— BEGIN PROVIDED DATA —

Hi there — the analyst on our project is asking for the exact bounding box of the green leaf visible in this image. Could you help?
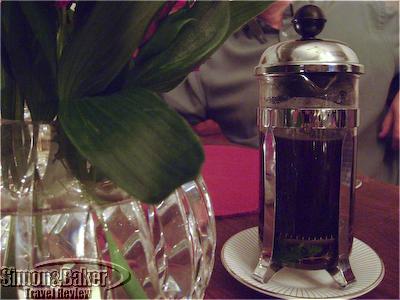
[228,1,274,37]
[60,88,204,203]
[136,9,195,62]
[1,2,58,121]
[1,66,24,120]
[126,1,271,92]
[58,1,163,99]
[126,1,230,92]
[20,1,58,76]
[103,229,147,299]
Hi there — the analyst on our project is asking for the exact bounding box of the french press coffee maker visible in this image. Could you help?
[253,5,363,287]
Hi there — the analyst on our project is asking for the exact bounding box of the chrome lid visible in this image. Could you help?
[255,5,364,75]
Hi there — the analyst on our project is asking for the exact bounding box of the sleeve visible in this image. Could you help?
[162,71,207,125]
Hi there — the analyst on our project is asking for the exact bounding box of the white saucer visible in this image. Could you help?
[221,227,385,299]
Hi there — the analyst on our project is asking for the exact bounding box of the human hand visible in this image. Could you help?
[379,92,400,150]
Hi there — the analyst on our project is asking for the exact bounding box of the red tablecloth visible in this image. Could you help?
[202,145,259,216]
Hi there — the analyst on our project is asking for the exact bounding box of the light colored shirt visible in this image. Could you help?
[164,1,399,183]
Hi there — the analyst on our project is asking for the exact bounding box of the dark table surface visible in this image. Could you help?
[205,177,399,299]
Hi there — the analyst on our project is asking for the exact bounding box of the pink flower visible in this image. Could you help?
[132,0,188,58]
[55,0,71,8]
[169,0,188,15]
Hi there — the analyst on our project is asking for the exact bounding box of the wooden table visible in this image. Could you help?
[205,177,399,299]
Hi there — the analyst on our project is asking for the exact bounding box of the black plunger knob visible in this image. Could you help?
[292,4,326,40]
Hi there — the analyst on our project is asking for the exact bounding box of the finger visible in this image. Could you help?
[379,110,393,138]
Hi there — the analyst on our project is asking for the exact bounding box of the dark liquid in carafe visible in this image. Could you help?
[274,136,342,269]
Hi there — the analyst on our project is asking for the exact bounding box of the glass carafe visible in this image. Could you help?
[253,5,363,287]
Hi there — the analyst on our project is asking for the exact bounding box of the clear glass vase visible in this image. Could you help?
[1,121,216,299]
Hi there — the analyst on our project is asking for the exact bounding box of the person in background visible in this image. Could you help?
[164,1,399,184]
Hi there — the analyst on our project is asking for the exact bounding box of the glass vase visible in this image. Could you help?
[0,121,216,299]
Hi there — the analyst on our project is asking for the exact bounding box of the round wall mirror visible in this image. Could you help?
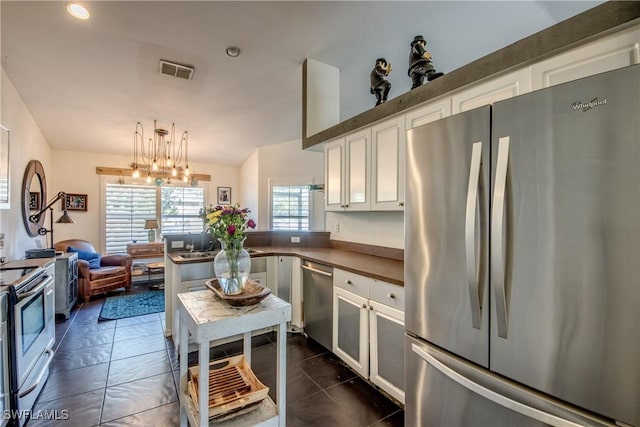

— END PROVIDED DATA —

▸ EXERCISE PROMPT:
Could you update the listing above by changing every "analyst" to "reviewer" while keeping everything else the same? Please omit the pictures from your version.

▸ FINAL RESULT:
Hi there — the reviewer on our project is asking for the exact bounding box of the green leaf visible in this image. Could you help?
[228,1,274,37]
[60,88,204,203]
[136,9,195,62]
[1,2,58,121]
[1,66,24,120]
[126,1,271,92]
[58,1,163,99]
[126,1,230,92]
[20,1,58,76]
[103,229,147,299]
Hi there — the reviewer on our project is asking for the exact bounding box of the french press coffee maker visible in this image. Could you help?
[253,5,363,287]
Hi there — the reviewer on our project is asking for the exact bounding box of the chrome lid visible in this image. Could you help?
[255,5,364,75]
Hi there — the reviewer on our project is asking for the exact bounding box of the sleeve visible in this image. Could you help?
[162,71,207,125]
Hi there — the reviewer on our project is asking for the exact bounding box of the white saucer visible in this image. Could you help?
[221,227,385,299]
Hi there — the reviewer on our project is asking for the exact bounding box of the human hand visible in this image. Could you help?
[379,92,400,150]
Hi there — the reviewer on our project is asking for the exact bounding box of the red tablecloth visible in this image. Could you help?
[202,145,259,216]
Hi there — the reviewer on our project is asking for the exact bounding box of the light colored shirt visible in this image. Could you help?
[164,1,399,183]
Hi there — the reviewer on our project is asking for the exact bounding box of the dark table surface visible in this image. Could you help?
[205,177,399,299]
Hi there — the reviewer on our project is asking for the exact bounding box of the pink flower visible in this image. Could you help?
[132,0,188,58]
[55,0,71,8]
[169,0,188,15]
Hi there — the reviewer on our project is asking for the exact bounding box of the wooden table visible in this image. Could you help?
[205,177,399,299]
Hi there — the reviewer on our project is asking for the exact bounding box of the black plunger knob visible in this image. Could you help?
[292,4,326,40]
Hi there — the reviewer on our project is asking for the exact bounding box of the finger visible in this image. Could you help?
[379,110,393,138]
Hi there — the reviewer on our project is asking for the exact bounding box of the dark liquid in carafe visible in this image. Could you help?
[274,136,342,269]
Hi there — the reviewer on our project is asking for the exact bounding box of the glass carafe visible in this image. Could you help?
[253,5,363,287]
Hi there — the reviewer on our project is asking for the exact bounding box of the clear glass vase visible in this image. Could you help?
[1,121,216,299]
Hi there — the reviewer on our project is asking for the exact bounding box of the person in background visible in this image. Could you help?
[164,1,399,184]
Hi there — the reviewer on our project is asking for the exact bounding box of the glass vase visible in this image. Could you help?
[0,121,216,299]
Hi there — the reviewer on our project is asking for the exact bounding box of the round wall mirror visible in this image. Could you help?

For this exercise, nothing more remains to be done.